Transcribe, word for word, the line containing "shelf and record integer pixel coordinates." and each line following it through the end of the listing below. Omit all other lines.

□ □ □ □ □

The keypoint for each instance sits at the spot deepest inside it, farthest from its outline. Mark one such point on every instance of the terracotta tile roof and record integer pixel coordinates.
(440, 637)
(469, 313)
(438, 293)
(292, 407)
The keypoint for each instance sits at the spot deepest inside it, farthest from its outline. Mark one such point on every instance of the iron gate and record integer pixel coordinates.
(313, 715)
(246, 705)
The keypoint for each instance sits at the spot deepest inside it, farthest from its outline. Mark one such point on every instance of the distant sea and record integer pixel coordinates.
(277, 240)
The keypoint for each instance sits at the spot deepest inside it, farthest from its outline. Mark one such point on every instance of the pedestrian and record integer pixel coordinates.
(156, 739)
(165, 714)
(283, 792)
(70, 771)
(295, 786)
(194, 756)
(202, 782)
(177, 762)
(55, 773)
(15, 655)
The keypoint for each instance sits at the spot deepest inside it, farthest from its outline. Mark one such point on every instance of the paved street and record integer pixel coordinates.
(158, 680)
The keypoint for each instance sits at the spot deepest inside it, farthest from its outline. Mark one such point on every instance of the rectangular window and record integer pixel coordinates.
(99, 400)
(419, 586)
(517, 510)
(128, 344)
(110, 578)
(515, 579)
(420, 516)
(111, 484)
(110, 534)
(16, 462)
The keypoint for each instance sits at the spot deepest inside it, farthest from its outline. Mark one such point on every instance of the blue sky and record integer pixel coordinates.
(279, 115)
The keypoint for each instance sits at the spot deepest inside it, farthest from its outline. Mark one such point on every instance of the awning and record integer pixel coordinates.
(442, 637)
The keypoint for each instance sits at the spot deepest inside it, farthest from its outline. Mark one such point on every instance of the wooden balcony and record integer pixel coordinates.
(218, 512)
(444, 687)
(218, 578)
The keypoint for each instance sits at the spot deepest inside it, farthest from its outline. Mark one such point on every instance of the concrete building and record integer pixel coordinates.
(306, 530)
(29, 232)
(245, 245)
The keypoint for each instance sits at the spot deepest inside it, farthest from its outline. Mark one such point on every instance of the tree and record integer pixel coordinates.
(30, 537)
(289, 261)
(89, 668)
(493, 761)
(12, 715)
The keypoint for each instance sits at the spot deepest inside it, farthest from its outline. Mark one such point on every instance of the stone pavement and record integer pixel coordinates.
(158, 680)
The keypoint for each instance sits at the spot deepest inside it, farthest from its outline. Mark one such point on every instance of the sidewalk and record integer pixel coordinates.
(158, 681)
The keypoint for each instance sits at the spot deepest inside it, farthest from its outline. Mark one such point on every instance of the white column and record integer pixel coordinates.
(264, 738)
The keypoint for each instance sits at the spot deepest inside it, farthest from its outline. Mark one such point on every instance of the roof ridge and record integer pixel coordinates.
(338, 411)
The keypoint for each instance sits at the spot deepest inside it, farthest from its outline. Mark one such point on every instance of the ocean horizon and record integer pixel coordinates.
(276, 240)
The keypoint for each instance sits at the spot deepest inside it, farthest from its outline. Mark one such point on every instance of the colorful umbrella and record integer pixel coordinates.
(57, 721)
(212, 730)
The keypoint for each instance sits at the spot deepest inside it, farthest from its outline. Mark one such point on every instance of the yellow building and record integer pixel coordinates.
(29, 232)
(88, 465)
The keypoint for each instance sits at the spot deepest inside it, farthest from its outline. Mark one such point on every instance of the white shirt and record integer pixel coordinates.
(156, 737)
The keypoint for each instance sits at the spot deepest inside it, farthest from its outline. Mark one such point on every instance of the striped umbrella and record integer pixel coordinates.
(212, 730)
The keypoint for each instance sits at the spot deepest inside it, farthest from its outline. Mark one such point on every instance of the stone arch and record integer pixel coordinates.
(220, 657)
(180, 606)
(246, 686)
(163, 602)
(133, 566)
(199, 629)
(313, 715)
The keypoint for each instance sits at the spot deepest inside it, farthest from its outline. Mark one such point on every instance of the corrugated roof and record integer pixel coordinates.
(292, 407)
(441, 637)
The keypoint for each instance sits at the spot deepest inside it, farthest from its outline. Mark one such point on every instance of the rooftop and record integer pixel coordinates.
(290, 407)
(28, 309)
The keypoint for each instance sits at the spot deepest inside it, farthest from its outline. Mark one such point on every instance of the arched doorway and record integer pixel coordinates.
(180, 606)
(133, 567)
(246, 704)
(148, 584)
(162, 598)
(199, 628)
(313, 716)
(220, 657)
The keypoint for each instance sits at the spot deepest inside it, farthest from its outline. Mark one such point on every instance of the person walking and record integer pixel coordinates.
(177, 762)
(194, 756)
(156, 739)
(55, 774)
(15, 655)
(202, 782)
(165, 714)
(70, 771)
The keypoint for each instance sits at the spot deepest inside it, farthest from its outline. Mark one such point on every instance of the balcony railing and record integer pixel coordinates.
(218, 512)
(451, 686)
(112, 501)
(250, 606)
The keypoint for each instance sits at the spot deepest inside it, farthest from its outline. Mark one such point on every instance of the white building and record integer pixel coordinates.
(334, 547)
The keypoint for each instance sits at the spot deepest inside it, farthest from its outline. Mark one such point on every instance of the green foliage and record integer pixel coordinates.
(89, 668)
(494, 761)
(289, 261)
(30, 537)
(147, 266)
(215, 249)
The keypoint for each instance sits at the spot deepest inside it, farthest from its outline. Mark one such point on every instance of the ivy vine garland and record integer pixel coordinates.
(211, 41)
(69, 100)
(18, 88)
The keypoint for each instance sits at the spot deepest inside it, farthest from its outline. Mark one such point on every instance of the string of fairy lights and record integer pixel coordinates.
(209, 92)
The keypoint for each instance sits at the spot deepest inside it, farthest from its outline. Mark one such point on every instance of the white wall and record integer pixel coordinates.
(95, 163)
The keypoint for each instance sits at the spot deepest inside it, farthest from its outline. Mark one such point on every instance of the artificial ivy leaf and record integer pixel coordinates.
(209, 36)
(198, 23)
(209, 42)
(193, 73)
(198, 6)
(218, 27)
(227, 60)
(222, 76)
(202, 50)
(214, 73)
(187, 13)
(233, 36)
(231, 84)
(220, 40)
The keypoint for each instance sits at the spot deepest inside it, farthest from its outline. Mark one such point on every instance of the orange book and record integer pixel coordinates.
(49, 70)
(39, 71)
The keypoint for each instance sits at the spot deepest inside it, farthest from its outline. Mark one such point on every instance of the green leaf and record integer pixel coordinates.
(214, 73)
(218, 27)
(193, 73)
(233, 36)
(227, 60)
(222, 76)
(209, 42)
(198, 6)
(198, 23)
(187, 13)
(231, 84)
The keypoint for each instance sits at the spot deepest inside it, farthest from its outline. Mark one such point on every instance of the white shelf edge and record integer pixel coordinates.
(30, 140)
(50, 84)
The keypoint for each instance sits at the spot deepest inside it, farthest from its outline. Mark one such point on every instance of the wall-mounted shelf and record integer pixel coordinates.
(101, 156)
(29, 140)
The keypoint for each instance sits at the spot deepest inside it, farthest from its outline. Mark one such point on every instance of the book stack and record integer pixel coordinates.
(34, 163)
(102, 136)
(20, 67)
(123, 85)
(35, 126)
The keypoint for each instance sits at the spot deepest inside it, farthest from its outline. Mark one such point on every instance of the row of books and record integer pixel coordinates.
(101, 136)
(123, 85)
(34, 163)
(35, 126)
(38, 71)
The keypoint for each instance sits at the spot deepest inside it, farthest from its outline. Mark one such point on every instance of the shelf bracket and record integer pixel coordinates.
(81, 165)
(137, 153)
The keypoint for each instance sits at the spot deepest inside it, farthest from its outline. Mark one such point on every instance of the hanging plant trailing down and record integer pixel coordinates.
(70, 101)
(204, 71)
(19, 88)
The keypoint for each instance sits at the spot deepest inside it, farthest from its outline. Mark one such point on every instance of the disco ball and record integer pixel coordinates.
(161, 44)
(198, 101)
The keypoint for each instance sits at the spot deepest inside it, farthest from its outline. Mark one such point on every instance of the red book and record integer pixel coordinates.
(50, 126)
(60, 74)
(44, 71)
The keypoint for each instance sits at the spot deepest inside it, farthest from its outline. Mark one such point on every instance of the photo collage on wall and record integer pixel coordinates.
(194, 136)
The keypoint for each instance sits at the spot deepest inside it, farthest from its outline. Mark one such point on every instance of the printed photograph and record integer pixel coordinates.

□ □ □ □ □

## SOLUTION TO THIS EXERCISE
The keypoint for each instance sits at the spot deepest inside it, farthest from its outline. Mark one such point on every instance of the wall-mounted shelf and record integer pixel coordinates.
(101, 156)
(29, 140)
The keypoint for each instance sits at the spot deepest inside it, farthest from its outline. Mark one such point on every instance of the book stack and record integer pixel coordinates.
(34, 163)
(102, 136)
(20, 67)
(123, 85)
(35, 126)
The keypoint for each instance sits at the spot deepest inside it, farthest from its outline. Mark one such point on every instance of the row of books and record integer pixel coordinates.
(101, 136)
(123, 85)
(34, 163)
(35, 126)
(38, 71)
The keypoint for each instance sits at the spot deepest inside it, farthest from its outline. Mark one such point on every instance of the shelf bracket and record integer pixel coordinates.
(81, 165)
(137, 153)
The keypoint for each instance sits at the spot deepest inside it, farthest from its outline. Mark one such point on every instance of the hanging plant trailing down and record integer pixel coordinates.
(70, 101)
(204, 71)
(19, 88)
The keypoint for each instance sits at the spot deepest inside it, farthest from its outline. Mark one such point on every instance of the disco ball and record integer pixel coordinates.
(161, 44)
(198, 101)
The keypoint for each instance sits at the spot deepest inside it, farthest from its outline. Mark one such point on every instance of the red book and record integer pixel coordinates.
(50, 126)
(60, 74)
(44, 71)
The keypoint for each instance sits at the spot deepest inside it, farthest from its outline. Mark one such point on every instance of the photo collage on wall and record integer pixel coordinates.
(194, 136)
The keypoint for each instance sits at the spot deepest inside it, farthest from its outline. Mark one such point on every instance of the printed photograph and record integer pixel coordinates.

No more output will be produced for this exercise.